- [What you are asked to do]:
The response is to be the full listing, set down exactly.

+++

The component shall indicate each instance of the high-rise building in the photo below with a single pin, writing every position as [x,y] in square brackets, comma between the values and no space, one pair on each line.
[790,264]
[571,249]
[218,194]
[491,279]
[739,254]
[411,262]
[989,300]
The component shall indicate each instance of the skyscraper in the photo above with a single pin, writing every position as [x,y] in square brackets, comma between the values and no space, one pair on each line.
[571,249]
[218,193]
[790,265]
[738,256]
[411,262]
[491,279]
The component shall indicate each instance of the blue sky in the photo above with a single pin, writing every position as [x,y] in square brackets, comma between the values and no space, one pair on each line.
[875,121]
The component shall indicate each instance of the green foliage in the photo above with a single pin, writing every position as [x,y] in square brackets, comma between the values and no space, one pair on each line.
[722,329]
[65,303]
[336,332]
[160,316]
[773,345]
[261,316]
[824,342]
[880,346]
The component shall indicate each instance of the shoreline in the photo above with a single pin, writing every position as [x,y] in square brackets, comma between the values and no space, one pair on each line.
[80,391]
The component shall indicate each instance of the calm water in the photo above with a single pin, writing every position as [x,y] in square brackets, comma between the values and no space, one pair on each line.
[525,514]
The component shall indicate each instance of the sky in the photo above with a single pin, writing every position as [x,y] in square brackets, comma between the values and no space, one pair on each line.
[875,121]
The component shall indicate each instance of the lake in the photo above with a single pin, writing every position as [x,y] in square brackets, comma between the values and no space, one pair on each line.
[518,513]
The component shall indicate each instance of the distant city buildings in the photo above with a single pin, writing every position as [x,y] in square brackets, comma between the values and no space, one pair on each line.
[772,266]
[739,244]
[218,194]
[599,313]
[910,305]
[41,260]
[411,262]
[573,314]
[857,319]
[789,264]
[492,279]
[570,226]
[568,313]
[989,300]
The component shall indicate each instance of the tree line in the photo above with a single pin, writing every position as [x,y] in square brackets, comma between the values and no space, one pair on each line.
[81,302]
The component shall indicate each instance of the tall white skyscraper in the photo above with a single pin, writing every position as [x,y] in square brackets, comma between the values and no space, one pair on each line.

+++

- [Exercise response]:
The component shall indicate each instance of the high-rise building in the photo below with a single pin, writing every position as [x,y] in square brackets, comma between the values and no space, one pair on each line.
[790,264]
[571,249]
[218,194]
[491,279]
[739,254]
[411,262]
[989,300]
The component shall indicate each instance of the skyscraper in the photo above with a single pin, writing every position as [x,y] in square brackets, comma between the values and no space, one pair on each line.
[571,249]
[218,193]
[790,265]
[738,256]
[411,262]
[491,279]
The component shall indicate each instance of the blue sky in the photo above with a single pin, writing every position as [x,y] in square brackets, comma between the values and no space, one pair on each line.
[875,121]
The component shall indicate each instance of the green foliage in the photo above with a single pin, writing every position as [x,y] in square brackets, comma between the values and no space, one pair on each line.
[722,329]
[65,303]
[336,332]
[160,316]
[773,345]
[261,316]
[824,342]
[880,346]
The component shall indicate each instance of the shoreline in the photo above with a single pin, writing every position as [x,y] in square brackets, comma between the values and no space, one pair on each line.
[80,391]
The component shall indicate each instance of the calm water in the photo above with a single pin, writing every position as [x,y] in square brackets, comma between the values and no space, one pair on each line.
[525,514]
The component shall indicate each instance of the sky in the photo above with a single pin, writing every position as [x,y] in square brackets, comma between the values and no space, one pair on each line.
[875,121]
The component shall indicate each instance of the lake in the photo above with a single pin, writing every position as [x,y] in square brackets, comma between the values and no space, one pair on each line.
[518,513]
The component shall indicate each instance of the distant city buildings in the photo above with a single pin, writing every position as [x,y] in square brackets, comma between the values and no space, one pair on each line.
[772,266]
[739,244]
[218,194]
[599,313]
[910,305]
[41,260]
[411,262]
[573,314]
[857,319]
[789,264]
[492,279]
[570,226]
[568,313]
[989,300]
The component shall indicate each instance of the tree line in the photo above with a single pin, writing every position as [x,y] in square brackets, comma between the values and no space, one pair on each line.
[81,302]
The component shall indicate each instance of the tall white skyscraper in the photo above with a single pin, writing every position as [x,y] in square brackets, comma between the values and no space, one pair on each line.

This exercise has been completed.